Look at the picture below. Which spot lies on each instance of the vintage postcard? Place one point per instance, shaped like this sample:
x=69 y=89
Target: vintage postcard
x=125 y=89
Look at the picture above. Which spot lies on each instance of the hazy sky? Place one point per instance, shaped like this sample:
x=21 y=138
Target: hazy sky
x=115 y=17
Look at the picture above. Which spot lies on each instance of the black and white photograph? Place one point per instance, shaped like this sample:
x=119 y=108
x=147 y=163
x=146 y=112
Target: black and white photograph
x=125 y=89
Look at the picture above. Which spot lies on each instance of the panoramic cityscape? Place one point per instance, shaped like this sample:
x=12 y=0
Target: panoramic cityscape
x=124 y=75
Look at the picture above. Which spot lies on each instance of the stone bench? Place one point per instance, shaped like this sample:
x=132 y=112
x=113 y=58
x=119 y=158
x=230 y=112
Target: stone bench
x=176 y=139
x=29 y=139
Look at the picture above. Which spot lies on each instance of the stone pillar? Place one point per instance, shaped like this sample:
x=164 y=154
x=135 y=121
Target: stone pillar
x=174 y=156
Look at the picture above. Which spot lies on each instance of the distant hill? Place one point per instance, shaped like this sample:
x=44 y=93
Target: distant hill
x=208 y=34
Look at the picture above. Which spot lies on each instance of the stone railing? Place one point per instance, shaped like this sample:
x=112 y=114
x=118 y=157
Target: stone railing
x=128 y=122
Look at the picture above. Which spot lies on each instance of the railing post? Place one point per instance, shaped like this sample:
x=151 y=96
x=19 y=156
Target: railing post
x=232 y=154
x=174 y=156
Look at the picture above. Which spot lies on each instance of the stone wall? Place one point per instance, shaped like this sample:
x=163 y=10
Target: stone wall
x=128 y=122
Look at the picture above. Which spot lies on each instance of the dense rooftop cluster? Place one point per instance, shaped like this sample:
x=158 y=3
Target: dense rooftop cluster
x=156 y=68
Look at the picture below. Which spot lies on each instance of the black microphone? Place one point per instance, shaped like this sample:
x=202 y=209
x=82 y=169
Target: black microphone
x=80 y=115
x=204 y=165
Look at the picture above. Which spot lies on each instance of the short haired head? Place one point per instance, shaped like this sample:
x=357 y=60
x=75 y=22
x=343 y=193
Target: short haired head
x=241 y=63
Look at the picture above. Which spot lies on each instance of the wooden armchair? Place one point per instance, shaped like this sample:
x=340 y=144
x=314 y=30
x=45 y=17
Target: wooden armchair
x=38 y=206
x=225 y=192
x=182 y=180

* * *

• [Exercise task] Arrange the stretch of lines above, from the one containing "of the short" through the last line, as a JSON list of strings, one string per line, with any blank lines left out.

• [Expected answer]
[
  "Look at the picture above. Which spot lies on each instance of the short haired head? Place one point per instance, shaped like this sample:",
  "x=357 y=60",
  "x=75 y=22",
  "x=343 y=193",
  "Target: short haired head",
  "x=241 y=63",
  "Look at the picture above. Which spot lies on each instance of the wooden armchair? Place one point per instance, shaped like this sample:",
  "x=340 y=144",
  "x=314 y=30",
  "x=45 y=17",
  "Target: wooden armchair",
  "x=38 y=206",
  "x=225 y=192",
  "x=182 y=180"
]